Bereitgestellter Text:
>>

VOLKSABSTIMMUNG ÜBER ATOMPROGRAMM GEFORDERT

Ein populärer Vertreter der iranischen Opposition hat zu einer Volksabstimmung über das Atomprogramm aufgefordert. "Ganz offensichtlich sollten wir das Recht auf ein ziviles Atomprogramm haben. Die Frage ist aber, ob unsere nationalen Interessen dafür geopfert werden sollen", zitierte die Oppositionswebseite Jaras Ex-Innenminister Abdollah Nuri am 12. Juli. Er hatte Studenten getroffen. Nuri (62), der zeitweise inhaftiert war, gilt als ein möglicher Oppositionskandidat bei der Präsidentenwahl 2013.

"Der Druck, der unter dem Vorwand des Atomprogramms gegen Iran ausgeübt wird, und die Schäden, die dadurch entstanden sind, haben ein Übermaß erreicht. Iran muss versuchen, aus dieser Sackgasse herauszukommen und im Dienste unserer nationalen Interessen vernünftige Entscheidungen fällen", sagte Nuri. Die Regierung habe wichtige Gelegenheiten verpasst und werde möglicherweise nicht mehr das erreichen, was sie hätte erreichen können.


63 PROZENT DER IRANER FÜR EINSTELLUNG DER URANANREICHERUNG

Das persischsprachige Programm der BBC hat auf einen bemerkenswerten Vorgang aufmerksam gemacht: Laut einer Umfrage, deren Ergebnis am 3. Juli auf der Homepage des staatlichen iranischen Fernsehens erschien, stimmten 63 Prozent für die Einstellung der Urananreicherung. 19 Prozent waren der Meinung, Iran sollte sich durch die Schließung der Straße von Hormos "für die Sanktionen rächen", 18 Prozent stimmten dafür, Widerstand zu leisten und damit das Recht Irans auf Nutzung der Atomenergie verteidigen.

<<

Deine Aufgaben:
A) Nenne alle Prozentangaben aus der Umfrage im bereitgestellten Text, jeweils mit der Haltung, für die so viele Befragte stimmten.
B) Übersetze den folgenden Satz aus dem bereitgestellten Text ins Englische: „Nuri (62), der zeitweise inhaftiert war, gilt als ein möglicher Oppositionskandidat bei der Präsidentenwahl 2013.“
C) Gib den Abschnitt des bereitgestellten Texts von „VOLKSABSTIMMUNG ÜBER ATOMPROGRAMM“ bis einschließlich „der Präsidentenwahl 2013.“ unverändert aus.

Eingabedaten:
>>

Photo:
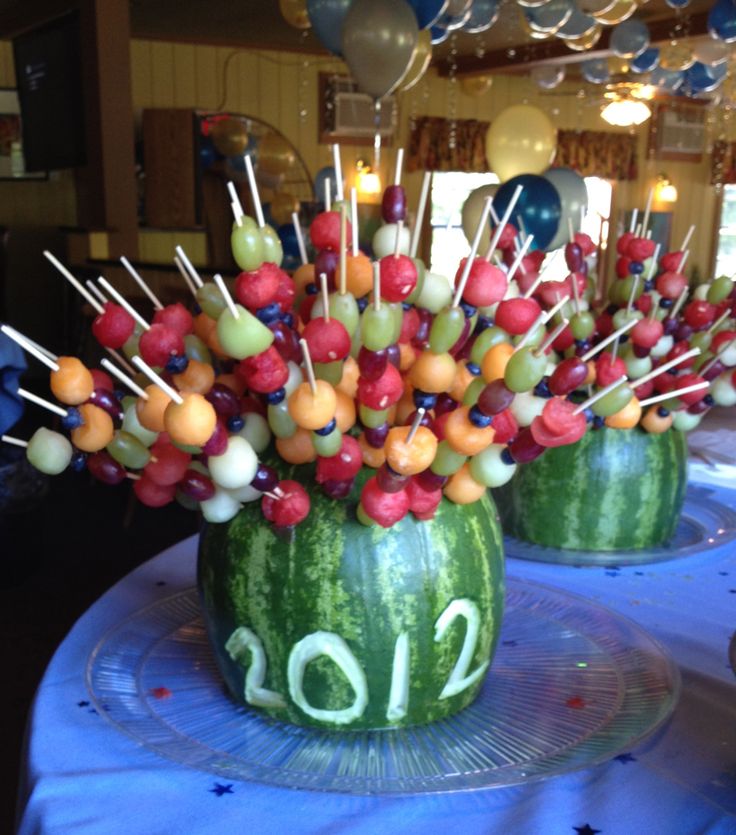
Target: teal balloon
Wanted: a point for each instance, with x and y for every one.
(327, 17)
(538, 209)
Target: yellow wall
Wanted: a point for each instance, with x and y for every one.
(273, 87)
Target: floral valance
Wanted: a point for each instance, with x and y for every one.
(431, 140)
(612, 156)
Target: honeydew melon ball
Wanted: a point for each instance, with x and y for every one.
(236, 467)
(49, 452)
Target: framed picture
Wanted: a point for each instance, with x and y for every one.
(12, 163)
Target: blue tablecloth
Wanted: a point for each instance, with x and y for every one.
(82, 775)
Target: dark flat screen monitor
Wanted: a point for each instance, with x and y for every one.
(49, 77)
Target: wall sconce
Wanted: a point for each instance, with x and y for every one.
(665, 190)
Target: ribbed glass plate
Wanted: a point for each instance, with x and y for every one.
(705, 525)
(572, 684)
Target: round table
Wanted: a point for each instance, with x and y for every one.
(82, 775)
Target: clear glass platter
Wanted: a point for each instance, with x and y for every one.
(705, 525)
(572, 684)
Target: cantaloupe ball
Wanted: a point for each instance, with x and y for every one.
(313, 410)
(151, 412)
(410, 458)
(73, 383)
(433, 373)
(97, 430)
(462, 488)
(463, 436)
(192, 421)
(198, 377)
(298, 449)
(627, 417)
(495, 359)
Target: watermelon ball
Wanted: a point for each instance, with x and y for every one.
(325, 232)
(386, 509)
(159, 343)
(152, 494)
(516, 316)
(176, 317)
(327, 339)
(258, 288)
(381, 393)
(113, 327)
(290, 508)
(393, 204)
(341, 467)
(398, 277)
(265, 372)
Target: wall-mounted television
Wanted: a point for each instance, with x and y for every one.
(49, 77)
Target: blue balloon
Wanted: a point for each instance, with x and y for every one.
(428, 12)
(629, 38)
(722, 21)
(647, 61)
(538, 209)
(327, 16)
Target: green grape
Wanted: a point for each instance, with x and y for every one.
(127, 450)
(613, 402)
(472, 392)
(485, 340)
(582, 324)
(244, 336)
(281, 423)
(446, 329)
(331, 372)
(50, 452)
(195, 349)
(372, 418)
(273, 252)
(327, 445)
(211, 300)
(247, 245)
(446, 460)
(524, 370)
(377, 327)
(488, 468)
(720, 289)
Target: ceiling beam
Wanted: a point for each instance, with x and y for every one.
(555, 52)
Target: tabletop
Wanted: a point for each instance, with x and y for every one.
(83, 775)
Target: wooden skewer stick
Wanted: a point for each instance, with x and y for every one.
(669, 395)
(419, 220)
(502, 223)
(131, 384)
(219, 281)
(299, 238)
(308, 366)
(141, 283)
(189, 268)
(27, 346)
(173, 394)
(185, 275)
(660, 369)
(254, 191)
(39, 401)
(123, 302)
(594, 398)
(337, 164)
(480, 228)
(9, 439)
(415, 424)
(608, 340)
(80, 288)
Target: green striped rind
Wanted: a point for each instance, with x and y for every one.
(365, 584)
(614, 489)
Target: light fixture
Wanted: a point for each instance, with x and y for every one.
(665, 190)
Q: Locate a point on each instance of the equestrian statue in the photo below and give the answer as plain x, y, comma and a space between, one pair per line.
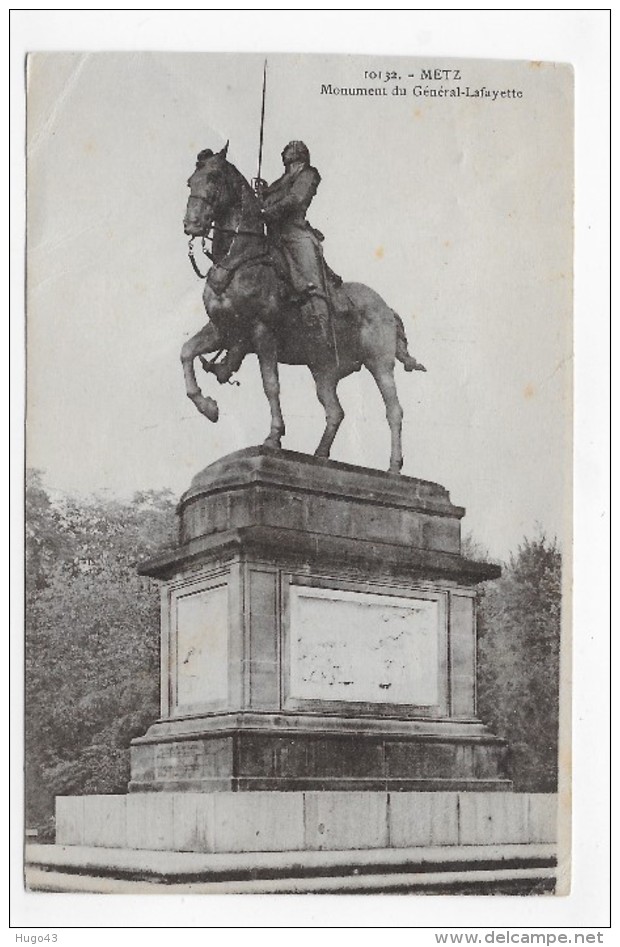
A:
270, 291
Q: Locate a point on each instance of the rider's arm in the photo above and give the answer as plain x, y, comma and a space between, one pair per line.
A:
298, 196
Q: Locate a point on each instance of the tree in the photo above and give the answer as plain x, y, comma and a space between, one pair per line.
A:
518, 652
92, 639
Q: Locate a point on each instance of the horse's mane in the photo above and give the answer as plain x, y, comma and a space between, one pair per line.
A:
239, 178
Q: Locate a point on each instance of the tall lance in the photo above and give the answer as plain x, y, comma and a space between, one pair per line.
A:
257, 182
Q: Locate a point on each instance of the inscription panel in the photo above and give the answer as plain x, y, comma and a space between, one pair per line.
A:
363, 647
201, 620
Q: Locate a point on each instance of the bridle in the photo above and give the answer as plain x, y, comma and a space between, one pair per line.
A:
209, 236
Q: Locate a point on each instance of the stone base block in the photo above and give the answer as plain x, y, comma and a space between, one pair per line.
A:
303, 821
286, 753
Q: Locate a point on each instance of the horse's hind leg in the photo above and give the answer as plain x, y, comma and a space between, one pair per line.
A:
265, 343
204, 341
326, 390
382, 371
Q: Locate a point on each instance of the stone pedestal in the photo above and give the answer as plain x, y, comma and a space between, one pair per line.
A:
318, 632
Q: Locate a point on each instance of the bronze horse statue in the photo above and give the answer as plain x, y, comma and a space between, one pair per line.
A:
249, 309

<<

Lösungen je Aufgabe:
A)
- 63 Prozent: für die Einstellung der Urananreicherung
- 19 Prozent: Iran sollte sich durch die Schließung der Straße von Hormos „für die Sanktionen rächen“
- 18 Prozent: Widerstand leisten und damit das Recht Irans auf Nutzung der Atomenergie verteidigen

B) Nuri (62), who was imprisoned at times, is considered a possible opposition candidate in the 2013 presidential election.

C)
VOLKSABSTIMMUNG ÜBER ATOMPROGRAMM GEFORDERT

Ein populärer Vertreter der iranischen Opposition hat zu einer Volksabstimmung über das Atomprogramm aufgefordert. "Ganz offensichtlich sollten wir das Recht auf ein ziviles Atomprogramm haben. Die Frage ist aber, ob unsere nationalen Interessen dafür geopfert werden sollen", zitierte die Oppositionswebseite Jaras Ex-Innenminister Abdollah Nuri am 12. Juli. Er hatte Studenten getroffen. Nuri (62), der zeitweise inhaftiert war, gilt als ein möglicher Oppositionskandidat bei der Präsidentenwahl 2013.